Coordinate annotation entries
__________________________________________________

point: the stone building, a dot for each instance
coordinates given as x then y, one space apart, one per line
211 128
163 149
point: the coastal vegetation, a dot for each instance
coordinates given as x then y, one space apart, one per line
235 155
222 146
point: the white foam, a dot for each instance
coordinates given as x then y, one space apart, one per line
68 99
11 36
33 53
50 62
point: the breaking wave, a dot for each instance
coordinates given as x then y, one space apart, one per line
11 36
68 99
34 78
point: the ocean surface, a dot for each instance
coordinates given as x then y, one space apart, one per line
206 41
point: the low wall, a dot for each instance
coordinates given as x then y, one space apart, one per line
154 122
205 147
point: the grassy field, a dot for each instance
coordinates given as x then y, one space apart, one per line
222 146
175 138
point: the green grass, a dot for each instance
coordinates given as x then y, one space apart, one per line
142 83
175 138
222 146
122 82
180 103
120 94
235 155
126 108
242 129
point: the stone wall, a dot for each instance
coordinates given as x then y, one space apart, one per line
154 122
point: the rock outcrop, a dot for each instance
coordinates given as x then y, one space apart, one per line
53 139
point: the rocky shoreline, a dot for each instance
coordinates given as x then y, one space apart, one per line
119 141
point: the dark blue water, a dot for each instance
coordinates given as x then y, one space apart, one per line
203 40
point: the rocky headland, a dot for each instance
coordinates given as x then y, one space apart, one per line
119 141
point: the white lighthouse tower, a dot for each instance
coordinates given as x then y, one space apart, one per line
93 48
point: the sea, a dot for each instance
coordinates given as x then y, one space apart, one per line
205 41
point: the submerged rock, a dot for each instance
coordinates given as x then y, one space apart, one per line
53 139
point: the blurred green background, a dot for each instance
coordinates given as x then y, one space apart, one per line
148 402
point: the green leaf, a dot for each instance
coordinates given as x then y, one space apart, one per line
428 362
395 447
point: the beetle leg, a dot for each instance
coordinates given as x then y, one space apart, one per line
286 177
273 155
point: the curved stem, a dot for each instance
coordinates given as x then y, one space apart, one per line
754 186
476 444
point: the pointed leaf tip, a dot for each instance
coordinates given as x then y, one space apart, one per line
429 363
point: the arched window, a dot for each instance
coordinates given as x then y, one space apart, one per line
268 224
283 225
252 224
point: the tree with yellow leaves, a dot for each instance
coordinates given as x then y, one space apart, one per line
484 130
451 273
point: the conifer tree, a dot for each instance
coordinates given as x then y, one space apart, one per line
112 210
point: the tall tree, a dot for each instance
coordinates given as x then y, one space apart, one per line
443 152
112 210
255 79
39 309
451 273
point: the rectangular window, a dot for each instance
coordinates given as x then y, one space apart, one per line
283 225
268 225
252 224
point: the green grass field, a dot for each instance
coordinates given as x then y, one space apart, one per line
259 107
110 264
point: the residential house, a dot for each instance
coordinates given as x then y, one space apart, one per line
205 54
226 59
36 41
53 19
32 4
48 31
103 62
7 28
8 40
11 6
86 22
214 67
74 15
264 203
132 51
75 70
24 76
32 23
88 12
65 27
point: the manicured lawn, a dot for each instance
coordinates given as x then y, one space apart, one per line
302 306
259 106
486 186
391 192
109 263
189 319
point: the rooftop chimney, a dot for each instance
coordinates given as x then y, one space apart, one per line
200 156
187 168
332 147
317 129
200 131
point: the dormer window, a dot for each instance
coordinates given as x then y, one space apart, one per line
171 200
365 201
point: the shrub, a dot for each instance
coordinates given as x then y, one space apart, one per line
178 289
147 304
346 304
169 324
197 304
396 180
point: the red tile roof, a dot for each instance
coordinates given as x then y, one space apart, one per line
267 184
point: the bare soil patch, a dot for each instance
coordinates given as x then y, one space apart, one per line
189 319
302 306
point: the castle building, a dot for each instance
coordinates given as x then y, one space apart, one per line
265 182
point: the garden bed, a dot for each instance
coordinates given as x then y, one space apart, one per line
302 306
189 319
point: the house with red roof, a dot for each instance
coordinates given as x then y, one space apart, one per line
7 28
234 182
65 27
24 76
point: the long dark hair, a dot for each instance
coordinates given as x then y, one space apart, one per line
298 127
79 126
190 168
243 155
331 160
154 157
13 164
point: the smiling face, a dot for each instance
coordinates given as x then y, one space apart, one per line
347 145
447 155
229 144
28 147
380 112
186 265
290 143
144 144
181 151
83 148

__________________________________________________

EXERCISE DESCRIPTION:
Quote the material exactly, leaving nothing out.

THE RESPONSE:
point: the stone building, a dot for each instance
coordinates given as x then y, one space apart, one per line
211 128
163 149
point: the coastal vegetation, a dot for each instance
coordinates given as x then y, one space apart, one per line
235 155
222 146
point: the white foam, a dot for each instance
coordinates given as x then y, one space apart, one per line
68 99
11 36
33 53
50 62
point: the breaking wave, a dot for each instance
coordinates given as x then y, one space apart, one per line
11 36
68 99
34 78
point: the ocean surface, a dot for each instance
coordinates given as x then y, one space apart, one per line
206 41
point: the low wall, a dot for each instance
coordinates given as x then y, one space apart, one per line
154 122
205 147
point: the grassy field, a dot for each instance
coordinates given as x then y, one space apart, one per line
222 146
175 138
point: the green grass, a dot for each instance
coordinates given as x then y, one space apart, one per line
142 83
175 138
222 146
122 82
180 103
120 94
235 155
126 108
242 129
point: the stone wall, a dot for each instance
coordinates given as x then y, one space apart, one per line
154 122
point: the rock outcrop, a dot for each instance
coordinates given as x then y, one space apart, one per line
53 139
point: the rocky shoreline, a dot for each instance
coordinates given as x then y, one space apart, one per line
119 141
point: the dark blue water, a dot for each instance
coordinates given as x then y, one space apart, one per line
203 40
point: the rocky headland, a dot for each instance
coordinates given as x then y, one space apart, one per line
119 141
point: the white lighthouse tower, a dot for each instance
coordinates given as x then y, one space apart, one per line
93 48
point: the sea, a dot for each instance
coordinates given as x then y, one space apart, one per line
205 41
point: the submerged rock, a dot for each instance
coordinates given as x then y, one space apart, one per line
53 139
point: the blurred green background, a dot for each instance
coordinates given as x then y, one space apart, one per line
148 402
point: the green leaf, a dot for each instance
coordinates given as x then y, one space apart, one per line
428 362
395 447
point: the beetle leg, a dot for each instance
coordinates given as x then y, one space apart, one per line
286 177
273 155
point: the curved stem, a dot for each instance
coordinates given as x then y, one space apart, one per line
754 186
476 444
point: the pointed leaf tip, a dot for each instance
coordinates given as x then y, one space apart, one per line
429 363
point: the arched window, a dot for each instance
coordinates given as x then y, one space apart, one per line
268 224
283 225
252 224
point: the tree with yellow leaves, a dot for each instance
coordinates given as x then y, one space apart, one per line
484 130
451 273
point: the conifer tree, a dot for each instance
coordinates given as x then y, one space apart, one per line
112 210
point: the tall tree, a dot for each instance
coordinates given as x then y, one space apart, one per line
443 152
112 210
255 79
39 309
451 273
point: the rectangular window, a dot for each instance
coordinates given as x then y, one space apart, one per line
283 225
268 225
252 224
point: the green grass field, a dot for each instance
coordinates given as x then y, one space apart, one per line
259 107
110 264
point: the residential house, a dot for each instance
coordinates given as x then y, one space apart, one per line
205 54
226 59
36 41
53 19
32 4
48 31
103 62
7 28
8 40
11 6
86 22
214 67
74 15
264 203
132 51
75 70
24 76
32 23
88 12
65 27
point: the manicured lawn, a dot for each instance
coordinates given as x then y, one space apart, one per line
302 306
259 106
486 186
391 192
109 263
189 319
point: the rooftop chimney, a dot for each instance
coordinates given as x then y, one space apart, one per line
200 156
187 168
332 147
317 129
200 131
point: the dormer window, a dot for each instance
coordinates given as x then y, one space apart, one per line
171 200
365 201
point: the shrub, a dot for each instance
coordinates given as x then y, one space apart, one per line
178 289
147 304
346 304
169 324
197 304
396 180
point: the red tile roof, a dot for each instance
coordinates given as x then y, one space apart, one per line
267 184
point: the bare soil patch, a dot for each instance
coordinates given as x then y, one space apart, one per line
189 319
302 306
point: the castle building, a dot for each instance
coordinates given as x then y, one space apart, one per line
265 182
point: the garden bed, a dot for each instance
coordinates given as x then y, one space apart, one per line
302 306
189 319
point: the house with red roof, a dot for each instance
coordinates given as x then y, one space apart, one per line
7 28
234 182
65 27
24 76
point: the long dark hair, a dot for each instance
coordinates given as x then y, one space apart, one per line
298 127
79 126
190 168
243 155
331 160
154 157
13 164
point: the smiling face, a dot for each instance
coordinates given as x then y, one space apart, one per line
347 145
447 155
229 144
28 147
380 112
186 265
290 143
144 144
181 151
83 148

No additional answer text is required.